Equal variance not assumed.
3.1 Goal 1: Creation of SEL typologies
Clustering methods are used to discover person-centered structure in data that is not readily apparent by visual inspection or via theory. Specifically, cluster analysis is a multivariate technique for grouping individuals who exhibit similar profiles of scores across a variety of different measures, into relatively homogenous groups (Aldenderfer & Blashfield, 1984). Thus, it provides a means of focusing upon patterns of behavior that vary systematically within individuals, in this case SEL skills.
Prior to conducting cluster analyses, we standardized all SEL indices (i.e., emotion knowledge aggregate, self-regulation inhibition and compliance, sad/prosocial and angry/aggressive social problem-solving solutions, and emotionally positive/productive, emotionally negative/aggressive, and emotionally regulated/prosocial-peer oriented observed behavior). Next, we used the k-means clustering method to assign each participant to the cluster “closest” to his/her profile values, via an iterative process using squared Euclidean distances from initial cluster centers. This process continued until the observations remained stable within a given cluster.

Data entries:
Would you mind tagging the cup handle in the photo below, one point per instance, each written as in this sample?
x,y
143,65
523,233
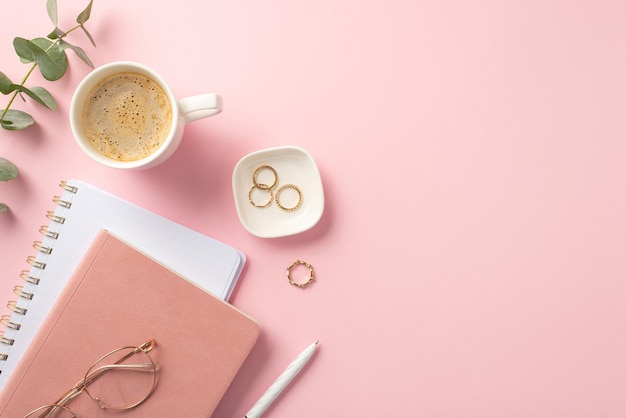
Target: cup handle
x,y
201,106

- [TO BE DONE]: Write out the part of the SEL clustering passage from "3.1 Goal 1: Creation" to "case SEL skills." word for word.

- [REPLY TO THE EXERCISE]:
3.1 Goal 1: Creation of SEL typologies
Clustering methods are used to discover person-centered structure in data that is not readily apparent by visual inspection or via theory. Specifically, cluster analysis is a multivariate technique for grouping individuals who exhibit similar profiles of scores across a variety of different measures, into relatively homogenous groups (Aldenderfer & Blashfield, 1984). Thus, it provides a means of focusing upon patterns of behavior that vary systematically within individuals, in this case SEL skills.